Stated task a ▸ In the tutorial on pairs with equal sum and product below, restate the paragraph beginning "Approach: The only possible pairs" as a short list that keeps its main facts.

Document section ▸
▼▼▼

Input: arr[] = {2, 2, 3, 4, 6} 
Output:
(2, 2) is the only possible pair as (2 + 2) = (2 * 2) = 4.
Input: arr[] = {1, 2, 3, 4, 5} 
Output:

Approach: The only possible pairs of integers that will satisfy the given conditions are (0, 0) and (2, 2). So the task now is to count the number of 0s and 2s in the array and store them in cnt0 and cnt2 respectively and then the required count will be (cnt0 * (cnt0 – 1)) / 2 + (cnt2 * (cnt2 – 1)) / 2.
Below is the implementation of the above approach:  

C++




// C++ implementation of the approach
#include <bits/stdc++.h>
using namespace std;
 
// Function to return the count
// of the required pairs
int sumEqualProduct(int a[], int n)
{
    int zero = 0, two = 0;
 
    // Find the count of 0s
    // and 2s in the array
    for (int i = 0; i < n; i++) {
        if (a[i] == 0) {
            zero++;
        }
        if (a[i] == 2) {
            two++;
        }
    }
 
    // Find the count of required pairs
    int cnt = (zero * (zero - 1)) / 2
              + (two * (two - 1)) / 2;
 
    // Return the count
    return cnt;
}
 
// Driver code
int main()
{
    int a[] = { 2, 2, 3, 4, 2, 6 };
    int n = sizeof(a) / sizeof(a[0]);
 
    cout << sumEqualProduct(a, n);
 
    return 0;
}


Java




// Java implementation of the approach
import java.util.*;
 
class GFG {
    // Function to return the count
    // of the required pairs
    static int sumEqualProduct(int a[], int n)

▲▲▲

Stated task b ▸ Report every line of the records that contains the string "stem", treating uppercase and lowercase as different.

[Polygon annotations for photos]
▼▼▼

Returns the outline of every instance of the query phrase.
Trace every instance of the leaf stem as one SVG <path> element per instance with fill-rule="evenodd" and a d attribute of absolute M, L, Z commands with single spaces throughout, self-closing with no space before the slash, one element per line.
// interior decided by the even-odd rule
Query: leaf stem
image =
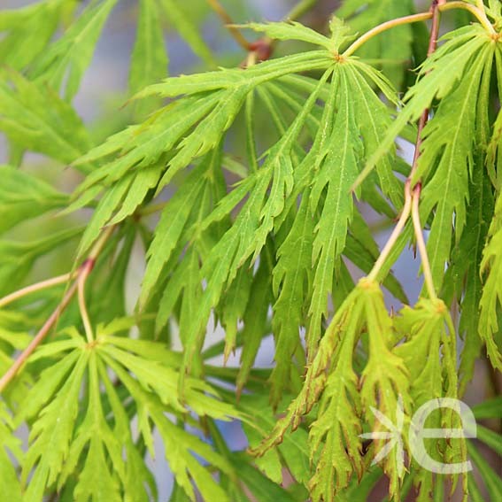
<path fill-rule="evenodd" d="M 431 10 L 432 10 L 432 27 L 430 28 L 430 35 L 429 37 L 429 47 L 427 50 L 427 57 L 429 58 L 435 51 L 437 47 L 437 37 L 439 35 L 439 21 L 440 21 L 440 5 L 436 2 L 432 4 Z M 412 169 L 408 175 L 408 180 L 410 180 L 410 183 L 413 182 L 414 174 L 417 171 L 418 166 L 418 159 L 420 157 L 420 150 L 421 147 L 421 135 L 423 132 L 423 128 L 427 125 L 429 120 L 429 109 L 426 108 L 420 118 L 419 124 L 418 124 L 418 130 L 417 130 L 417 139 L 415 141 L 415 151 L 413 154 L 413 161 L 412 164 Z M 413 189 L 413 187 L 412 187 Z"/>
<path fill-rule="evenodd" d="M 366 32 L 364 35 L 359 36 L 351 46 L 349 46 L 344 52 L 344 57 L 351 56 L 359 47 L 364 45 L 368 40 L 372 39 L 374 36 L 390 29 L 394 27 L 400 25 L 415 23 L 418 21 L 425 21 L 433 18 L 434 12 L 438 11 L 444 12 L 446 11 L 452 11 L 453 9 L 463 9 L 468 11 L 473 16 L 475 16 L 480 24 L 491 35 L 498 35 L 498 34 L 490 22 L 484 8 L 481 8 L 479 4 L 483 4 L 483 1 L 478 2 L 478 6 L 473 5 L 472 4 L 467 4 L 465 2 L 460 2 L 459 0 L 453 2 L 444 2 L 444 0 L 435 0 L 431 10 L 429 12 L 421 12 L 419 14 L 412 14 L 410 16 L 405 16 L 403 18 L 397 18 L 395 19 L 390 19 L 381 25 L 375 27 L 369 31 Z"/>
<path fill-rule="evenodd" d="M 289 21 L 301 18 L 315 6 L 318 0 L 300 0 L 285 16 Z"/>
<path fill-rule="evenodd" d="M 236 27 L 230 14 L 227 12 L 223 5 L 218 0 L 206 0 L 209 6 L 220 16 L 225 27 L 230 32 L 234 40 L 246 51 L 251 50 L 251 43 L 244 38 L 243 34 Z"/>
<path fill-rule="evenodd" d="M 47 279 L 46 281 L 41 281 L 40 282 L 36 282 L 35 284 L 30 284 L 26 288 L 22 288 L 21 290 L 18 290 L 10 295 L 0 298 L 0 308 L 4 307 L 5 305 L 15 302 L 22 298 L 23 297 L 27 297 L 31 293 L 35 293 L 36 291 L 41 291 L 42 290 L 47 290 L 49 288 L 52 288 L 53 286 L 58 286 L 58 284 L 63 284 L 72 279 L 74 279 L 77 273 L 68 273 L 64 274 L 63 275 L 58 275 L 57 277 L 52 277 L 51 279 Z"/>
<path fill-rule="evenodd" d="M 434 288 L 434 281 L 432 279 L 432 272 L 430 270 L 430 262 L 429 261 L 429 255 L 427 254 L 427 247 L 423 239 L 421 223 L 420 220 L 419 202 L 421 192 L 421 183 L 419 182 L 414 186 L 413 192 L 412 219 L 413 221 L 413 229 L 417 240 L 417 246 L 421 259 L 421 266 L 423 269 L 423 277 L 425 279 L 427 291 L 431 300 L 436 300 L 437 295 L 436 294 L 436 289 Z"/>
<path fill-rule="evenodd" d="M 92 331 L 92 326 L 90 323 L 90 319 L 89 316 L 89 312 L 87 310 L 87 305 L 85 302 L 85 283 L 93 266 L 94 266 L 94 261 L 86 259 L 82 266 L 82 273 L 79 274 L 77 279 L 77 297 L 79 301 L 79 311 L 81 313 L 81 317 L 82 319 L 85 336 L 88 343 L 89 344 L 91 344 L 92 341 L 94 340 L 94 333 Z"/>
<path fill-rule="evenodd" d="M 16 376 L 20 368 L 23 367 L 27 359 L 33 354 L 35 349 L 40 345 L 47 335 L 50 332 L 50 329 L 57 324 L 59 316 L 68 306 L 70 301 L 73 297 L 75 292 L 79 289 L 79 284 L 81 283 L 81 277 L 84 277 L 84 282 L 87 276 L 92 271 L 96 260 L 99 256 L 99 253 L 103 250 L 103 247 L 106 243 L 106 241 L 112 234 L 115 227 L 108 227 L 104 229 L 99 239 L 94 244 L 92 250 L 90 251 L 87 259 L 83 262 L 81 266 L 76 271 L 76 281 L 68 288 L 67 291 L 65 293 L 63 299 L 59 302 L 58 306 L 54 309 L 54 312 L 50 314 L 49 319 L 45 321 L 43 326 L 40 328 L 38 333 L 35 336 L 33 340 L 29 343 L 28 346 L 19 354 L 16 360 L 12 363 L 11 367 L 5 372 L 5 374 L 0 378 L 0 393 L 4 391 L 5 387 L 10 383 L 10 382 Z M 87 313 L 87 310 L 85 311 Z M 85 314 L 84 314 L 85 315 Z M 89 319 L 89 316 L 88 316 Z M 83 321 L 83 316 L 82 316 Z M 84 321 L 85 324 L 85 321 Z M 89 338 L 88 338 L 89 339 Z"/>
<path fill-rule="evenodd" d="M 63 299 L 56 307 L 54 312 L 50 314 L 50 317 L 45 321 L 40 331 L 29 343 L 28 346 L 21 352 L 21 354 L 12 363 L 11 367 L 5 372 L 2 378 L 0 378 L 0 393 L 4 391 L 4 389 L 14 378 L 14 376 L 16 376 L 26 360 L 29 358 L 29 356 L 31 356 L 31 354 L 35 351 L 36 347 L 38 347 L 38 345 L 42 343 L 45 336 L 47 336 L 47 335 L 50 331 L 50 328 L 58 322 L 61 313 L 66 308 L 73 295 L 75 294 L 76 289 L 77 282 L 73 282 L 70 286 L 68 290 L 65 293 Z"/>
<path fill-rule="evenodd" d="M 477 6 L 473 5 L 472 4 L 467 4 L 466 2 L 447 2 L 446 4 L 443 4 L 439 5 L 439 10 L 442 12 L 446 11 L 452 11 L 452 9 L 463 9 L 464 11 L 468 11 L 477 20 L 480 24 L 492 35 L 497 35 L 498 33 L 493 27 L 493 25 L 490 22 L 488 16 L 486 15 L 486 12 L 484 11 L 484 4 L 482 2 L 477 2 Z M 483 5 L 483 8 L 480 6 Z"/>
<path fill-rule="evenodd" d="M 378 276 L 378 274 L 382 266 L 385 263 L 385 260 L 389 257 L 390 251 L 392 251 L 392 248 L 394 247 L 394 244 L 398 241 L 398 238 L 399 237 L 401 232 L 403 231 L 403 228 L 405 228 L 405 225 L 408 220 L 408 218 L 410 217 L 411 210 L 412 210 L 412 193 L 410 190 L 410 181 L 408 180 L 406 181 L 406 185 L 405 188 L 405 205 L 403 207 L 403 211 L 401 212 L 401 216 L 399 217 L 399 220 L 398 220 L 396 227 L 394 227 L 394 230 L 392 230 L 392 234 L 390 234 L 390 236 L 389 237 L 389 240 L 385 243 L 385 246 L 382 250 L 382 252 L 380 253 L 378 259 L 375 261 L 375 266 L 373 266 L 371 272 L 367 275 L 367 279 L 369 279 L 370 281 L 376 280 L 376 277 Z"/>
<path fill-rule="evenodd" d="M 425 21 L 432 18 L 432 12 L 422 12 L 420 14 L 412 14 L 410 16 L 405 16 L 403 18 L 397 18 L 396 19 L 390 19 L 390 21 L 385 21 L 381 25 L 375 27 L 374 28 L 367 31 L 364 35 L 359 36 L 351 45 L 350 45 L 343 56 L 347 58 L 351 56 L 359 47 L 364 45 L 368 40 L 379 35 L 390 28 L 394 27 L 398 27 L 400 25 L 406 25 L 409 23 L 416 23 L 418 21 Z"/>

▲▲▲

Exercise result a ▸
- Only the pairs (0, 0) and (2, 2) satisfy the given conditions.
- Count the 0s and 2s in the array and store them in cnt0 and cnt2.
- The required count is (cnt0 * (cnt0 – 1)) / 2 + (cnt2 * (cnt2 – 1)) / 2.

Exercise result b ▸
Trace every instance of the leaf stem as one SVG <path> element per instance with fill-rule="evenodd" and a d attribute of absolute M, L, Z commands with single spaces throughout, self-closing with no space before the slash, one element per line.
Query: leaf stem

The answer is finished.